### Texte extrait:
L'ordonnance de clôture est du 06 avril 2022.

SUR CE

LA COUR

Il sera rappelé que M. [S] a été déclaré irrecevable à conclure contre l'appel principal du Ministère public, en vertu d'une ordonnance du magistrat de la mise en état déjà mentionnée et exempte de recours. Il convient d'en tirer les conséquences, notamment, quant aux demandes figurant dans le dispositif de ses conclusions et dirigées contre cet appel principal.

S'agissant des fautes de gestion et pour l'appréciation de la sanction personnelle :

-les premiers juges ont écarté l'absence volontaire de coopérer avec les organes de la procédure mais ont retenu les griefs tirés de la tenue d'une comptabilité manifestement incomplète au sens de l'article L.653-5 du code de commerce et de déclaration tardive de cessation des paiements au sens de l'article L.653-8 du code de commerce ;

-le Ministère public demande, au titre de son appel principal, que soient retenue contre M. [S] la faute prise de l'absence de cessation des paiements dans le délai légal ; il requiert que soient écartées les fautes de poursuite d'une activité déficitaire et de défaut de coopération ; il sollicite que la sanction d'interdiction de gérer soit portée à 5 ans ;

-le liquidateur ès qualités demande de retenir contre M. [S] :

le fait d'avoir abusivement poursuivi une activité déficitaire ;

l'absence de coopération avec les organes de la procédure, au motif M. [S] ne s'est pas présenté à la convocation du mandataire et ne lui a pas remis un dossier complet ;

l'omission volontaire de déclarer la cessation des paiements dans les 45 jours de cet événement ;

l'absence de tenue de comptabilité complète et régulière.

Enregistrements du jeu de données
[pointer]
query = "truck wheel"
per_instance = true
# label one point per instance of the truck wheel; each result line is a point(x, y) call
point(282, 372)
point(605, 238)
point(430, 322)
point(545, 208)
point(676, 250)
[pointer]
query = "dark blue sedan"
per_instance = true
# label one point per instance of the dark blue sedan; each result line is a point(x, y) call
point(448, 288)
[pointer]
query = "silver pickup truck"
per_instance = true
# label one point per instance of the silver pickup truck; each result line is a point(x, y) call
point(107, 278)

---

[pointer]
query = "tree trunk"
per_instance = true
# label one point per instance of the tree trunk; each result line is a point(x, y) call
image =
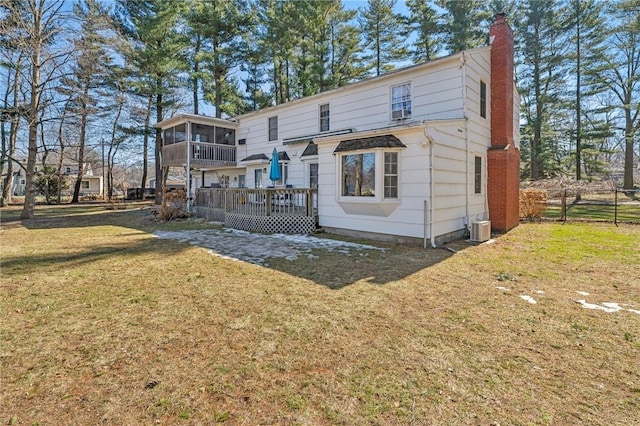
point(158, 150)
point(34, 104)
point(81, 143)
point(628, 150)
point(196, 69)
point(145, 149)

---

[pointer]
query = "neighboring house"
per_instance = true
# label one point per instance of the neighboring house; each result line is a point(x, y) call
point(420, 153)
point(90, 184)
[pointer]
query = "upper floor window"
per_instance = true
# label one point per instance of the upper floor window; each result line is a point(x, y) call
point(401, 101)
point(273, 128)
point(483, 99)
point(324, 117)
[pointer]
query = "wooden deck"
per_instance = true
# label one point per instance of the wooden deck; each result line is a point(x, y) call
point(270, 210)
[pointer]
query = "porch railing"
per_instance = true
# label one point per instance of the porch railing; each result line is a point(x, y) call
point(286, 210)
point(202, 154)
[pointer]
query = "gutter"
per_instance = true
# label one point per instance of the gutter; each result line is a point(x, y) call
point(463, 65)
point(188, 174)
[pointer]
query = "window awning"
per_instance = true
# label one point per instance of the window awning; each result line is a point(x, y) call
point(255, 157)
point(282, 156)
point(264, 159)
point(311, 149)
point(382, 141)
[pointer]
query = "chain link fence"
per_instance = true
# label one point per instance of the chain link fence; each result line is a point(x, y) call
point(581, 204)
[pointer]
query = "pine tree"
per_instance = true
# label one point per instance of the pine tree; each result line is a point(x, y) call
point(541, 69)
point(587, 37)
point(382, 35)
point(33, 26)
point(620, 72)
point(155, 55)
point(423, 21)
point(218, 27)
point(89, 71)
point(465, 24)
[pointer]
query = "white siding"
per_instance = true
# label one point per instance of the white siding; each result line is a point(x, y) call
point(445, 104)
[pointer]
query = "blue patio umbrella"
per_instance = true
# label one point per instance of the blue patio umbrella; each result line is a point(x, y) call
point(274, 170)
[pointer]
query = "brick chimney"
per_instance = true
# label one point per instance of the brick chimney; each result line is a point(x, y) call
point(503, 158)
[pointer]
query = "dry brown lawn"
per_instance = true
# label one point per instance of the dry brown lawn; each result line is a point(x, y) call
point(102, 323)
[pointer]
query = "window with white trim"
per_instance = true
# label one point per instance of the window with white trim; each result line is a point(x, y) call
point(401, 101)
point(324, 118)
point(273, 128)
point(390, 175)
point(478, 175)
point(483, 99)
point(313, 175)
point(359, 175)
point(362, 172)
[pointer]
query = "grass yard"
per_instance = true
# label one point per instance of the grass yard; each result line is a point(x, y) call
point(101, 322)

### Énoncé 1:
Rassemblez toutes les lignes ci-dessus qui contiennent la chaîne « pine », en respectant la casse.
### Énoncé 2:
Rédigez la suite de l'arrêt de la cour d'appel sur les sanctions contre M. [S], en partant de sa dernière phrase.

### Réponse finale 1:
query = "pine tree"
# label one point per instance of the pine tree; each result line is a point(x, y) call

### Réponse finale 2:
Sur ce, il est constant, s'agissant de l'omission volontaire de demander l'ouverture d'une procédure de redressement ou de liquidation judiciaire dans les 45 jours de la date de cessation des paiements sans avoir pour autant demander l'ouverture d'une procédure de conciliation, que le jugement d'ouverture de la liquidation judiciaire du 9 novembre 2017, définitif, a reporté au 1er janvier 2017 la date de cessation des paiements. Cette date s'impose. Si M. [S] fait valoir qu'il n'a pris la présidence de l'association que le 4 mars 2017, soit à une date postérieure à la date de cessation des paiements retenue et qu'il n'a omis de déclarer la cessation des paiements que par négligence, la Cour retient néanmoins que, par exemple, les loyers à la SCI Le Chevalet n'ont plus été payés, précisément, à compter de mars 2017 alors que ceux dus à la Sael Ville Renouvelée ne l'étaient plus depuis janvier 2017, comme de nombreux autres créanciers, dont l'URSSAF - qui a du reste agi en ouverture de la procédure collective-, ainsi que le retrace pertinemment le liquidateur (pièce n°14).

En outre, le rapport spécial d'alerte du commissaire aux comptes établit que M. [S] avait été averti du la gravité de la situation dès le 1er juin 2017, par lettre recommandée. Cependant, il n'a pas eu de réaction appropriée.

Par conséquent, le défaut de déclaration de la cessation des paiements dans les délais ne peut être mis au compte d'une simple négligence du président de l'association mais doit au contraire lui être imputé au titre d'une attitude délibérée et en connaissance de cause.

Le jugement entrepris sera confirmé sur ce point.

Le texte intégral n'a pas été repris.